[Task] With the pictures set aside, write out all of the data exactly as it stands.
*** Data under study Section Begins ***
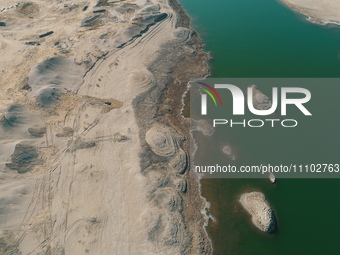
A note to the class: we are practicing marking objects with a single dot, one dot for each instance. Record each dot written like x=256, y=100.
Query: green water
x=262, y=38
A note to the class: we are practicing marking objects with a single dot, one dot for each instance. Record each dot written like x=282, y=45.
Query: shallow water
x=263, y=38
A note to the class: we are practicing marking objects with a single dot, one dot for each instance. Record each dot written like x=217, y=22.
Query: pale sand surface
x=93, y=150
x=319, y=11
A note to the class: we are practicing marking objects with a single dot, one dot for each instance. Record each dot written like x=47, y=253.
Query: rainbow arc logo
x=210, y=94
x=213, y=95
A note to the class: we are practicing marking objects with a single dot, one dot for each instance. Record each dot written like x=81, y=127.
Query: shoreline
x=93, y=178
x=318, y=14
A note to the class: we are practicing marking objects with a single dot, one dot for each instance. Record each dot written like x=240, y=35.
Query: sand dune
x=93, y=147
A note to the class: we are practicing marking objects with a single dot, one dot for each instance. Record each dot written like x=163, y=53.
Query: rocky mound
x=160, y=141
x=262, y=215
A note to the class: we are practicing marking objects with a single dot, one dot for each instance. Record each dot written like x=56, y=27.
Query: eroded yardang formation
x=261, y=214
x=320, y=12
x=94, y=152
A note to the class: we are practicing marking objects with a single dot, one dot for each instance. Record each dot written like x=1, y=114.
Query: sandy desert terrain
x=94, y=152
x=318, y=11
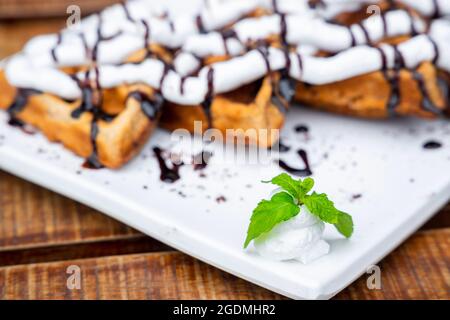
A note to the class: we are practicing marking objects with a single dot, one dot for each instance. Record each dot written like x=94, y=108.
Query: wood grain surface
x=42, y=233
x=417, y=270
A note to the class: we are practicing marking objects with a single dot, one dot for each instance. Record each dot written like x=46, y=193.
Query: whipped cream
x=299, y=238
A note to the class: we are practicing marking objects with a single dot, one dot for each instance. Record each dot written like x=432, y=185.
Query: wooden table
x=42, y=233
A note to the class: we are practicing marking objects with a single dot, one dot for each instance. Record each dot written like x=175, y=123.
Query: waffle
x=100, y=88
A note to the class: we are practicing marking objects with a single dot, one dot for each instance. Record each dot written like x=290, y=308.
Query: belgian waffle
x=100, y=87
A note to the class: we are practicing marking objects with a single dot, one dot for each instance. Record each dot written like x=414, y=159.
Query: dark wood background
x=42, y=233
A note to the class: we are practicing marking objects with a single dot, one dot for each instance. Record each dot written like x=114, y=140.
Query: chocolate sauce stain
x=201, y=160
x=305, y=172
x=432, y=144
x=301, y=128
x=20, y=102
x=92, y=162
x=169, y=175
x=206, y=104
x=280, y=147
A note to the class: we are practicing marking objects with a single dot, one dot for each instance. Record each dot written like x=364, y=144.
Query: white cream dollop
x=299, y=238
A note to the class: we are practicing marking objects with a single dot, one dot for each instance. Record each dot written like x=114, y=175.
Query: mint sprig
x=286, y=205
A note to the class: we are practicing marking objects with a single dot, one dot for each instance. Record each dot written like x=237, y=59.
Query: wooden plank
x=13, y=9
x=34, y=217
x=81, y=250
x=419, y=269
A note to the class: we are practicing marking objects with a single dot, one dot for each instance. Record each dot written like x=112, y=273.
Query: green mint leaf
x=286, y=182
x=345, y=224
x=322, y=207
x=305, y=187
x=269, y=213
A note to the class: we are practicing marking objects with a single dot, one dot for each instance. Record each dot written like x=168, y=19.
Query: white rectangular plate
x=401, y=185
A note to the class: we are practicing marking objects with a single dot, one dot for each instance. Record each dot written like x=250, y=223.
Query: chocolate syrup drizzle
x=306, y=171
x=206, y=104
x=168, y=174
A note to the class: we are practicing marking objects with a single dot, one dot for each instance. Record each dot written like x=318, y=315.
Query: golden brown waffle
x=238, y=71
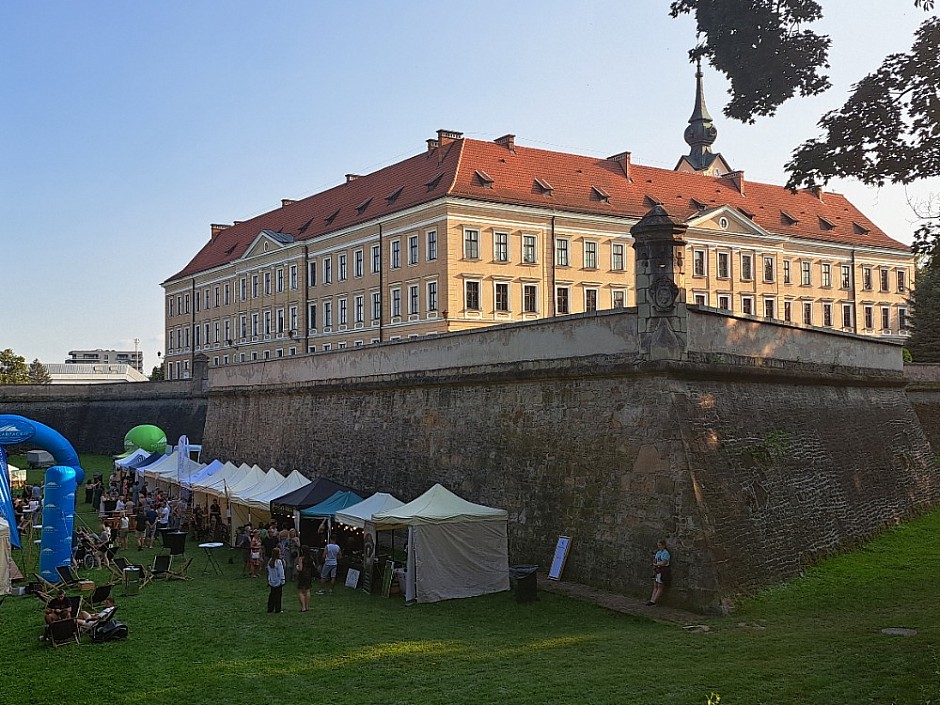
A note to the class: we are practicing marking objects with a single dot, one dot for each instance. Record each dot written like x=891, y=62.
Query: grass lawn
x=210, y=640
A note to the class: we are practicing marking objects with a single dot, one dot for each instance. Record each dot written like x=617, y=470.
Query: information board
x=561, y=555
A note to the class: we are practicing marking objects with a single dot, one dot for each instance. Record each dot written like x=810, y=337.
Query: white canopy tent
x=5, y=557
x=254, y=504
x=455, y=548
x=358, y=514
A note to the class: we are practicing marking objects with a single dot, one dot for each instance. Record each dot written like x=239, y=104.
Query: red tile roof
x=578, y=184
*** Data under study Section Ends ***
[Solved exercise]
A note to the class: we are practicing marking objects with a single dot, one dot for each instance. Record each dot written like x=256, y=100.
Query: green water
x=262, y=38
A note to the class: we are practicing marking objects with a single dot, one dot for each instance. Record each dot written like x=282, y=45.
Query: shallow water
x=263, y=38
A note to the class: we are practicing marking objects with a single dot, one dot for each instance. Record each dot written like x=217, y=22.
Query: pale sand surface
x=93, y=150
x=319, y=11
A note to the class: we are practicing marking objects with a single dot, one dot for each instance. Record each dot written like x=47, y=253.
Query: rainbow arc logo
x=210, y=94
x=213, y=95
A note to the class: we are practicing marking objects with a single dot, one dot for each instance. Record each dot written like x=81, y=127.
Query: shoreline
x=93, y=178
x=318, y=14
A note to the class: we are practicing marking objects with a single dot, one dot for each instance. Record each dot written like x=240, y=35.
Query: sand dune
x=93, y=147
A note to the class: we are practicing marking objects with a single dot, one dot for each instance. Record each dot written like x=163, y=53.
Query: rocky mound
x=160, y=141
x=262, y=215
A note to the class: we are practicing marking objects with a single dot, one dot for each instance. Record each dot written like x=56, y=27.
Query: eroded yardang formation
x=261, y=214
x=320, y=12
x=94, y=152
A note to the class: we are practicing marking objects with a single dot, one dot for each instance. Record each dot written like x=1, y=114.
Query: sandy desert terrain
x=94, y=152
x=318, y=11
A note to the class: we are practicing marking objects with a single dot, one dot for each instance. Record each dot written like x=94, y=108.
Query: wood grain surface
x=42, y=233
x=417, y=270
A note to the class: we are practicing marking objects with a single dot, one dot for each instance. Record each dot written like x=46, y=193.
Query: whipped cream
x=299, y=238
A note to the class: we are practicing marking objects with a single dot, one dot for each instance. Record each dot written like x=432, y=185.
Query: wooden table
x=42, y=233
A note to the class: we are practicing marking objects with a single dot, one dot for each instance. Record each dot written like x=175, y=123.
Query: waffle
x=100, y=88
A note to the class: we are practicing marking objects with a single dot, one dot for each instance. Record each dot written like x=290, y=308.
Query: belgian waffle
x=100, y=87
A note to the class: we are practicing marking objects with a single dot, one dot for each instance. Record each dot written like x=414, y=159.
Query: dark wood background
x=42, y=233
A note to the class: we are practicing marking objects with a single dot, one dot for each instance. Record each dot written like x=114, y=140.
Query: chocolate sauce stain
x=201, y=160
x=305, y=172
x=432, y=144
x=301, y=128
x=20, y=102
x=92, y=162
x=169, y=175
x=206, y=104
x=280, y=147
A note to the class: we are practicing marking objects with a single dot, one dot for each instance. Record each dot written like x=364, y=144.
Query: white cream dollop
x=299, y=238
A note to the class: we are practicing marking objects with a single dot, one dot for each instance. Record each dot written like x=114, y=175.
Query: mint sprig
x=286, y=205
A note to the class: we are practicing marking objects with a single dot, one dot for each instance. Record each dot written like x=237, y=59.
Query: wooden plank
x=13, y=9
x=34, y=217
x=81, y=250
x=419, y=269
A note to the class: we are practicing marking objects with a single dot, one dot for each instance. Record each dot written like x=112, y=273.
Query: green mint leaf
x=286, y=182
x=345, y=224
x=322, y=207
x=305, y=187
x=269, y=213
A note to the class: we are practicing marking objects with a single dot, one dot for each instance. Record each dot written like x=168, y=19.
Query: white rectangular plate
x=401, y=185
A note to the class: we are practicing marking objects with a single dot, one dot for each instance. Record each dot written like x=250, y=223.
Query: chocolate syrup drizzle
x=306, y=171
x=206, y=104
x=168, y=174
A note to the class: we are practicing marking objects with a single dot, one dot for each instance. Record each dot written like x=318, y=315.
Query: golden brown waffle
x=238, y=71
A note to the class: we are practicing marking objects with a single dot, one dot for each instance. Record each dot written like x=891, y=62.
Query: grass lawn
x=210, y=640
A note to the class: we are practicing marking objects with a single dot, one dot for each instance. Record each dot written like x=617, y=470.
Query: information board
x=561, y=555
A note to the class: we are practicing marking objects with a single dot, one dot for each instance. Record each dot written like x=810, y=337.
Query: white canopy tent
x=5, y=557
x=254, y=504
x=455, y=548
x=358, y=514
A note to the class: we are practicing marking objects with a single dot, one dot for each instance. Record each dot written like x=239, y=104.
Query: red tile roof
x=578, y=184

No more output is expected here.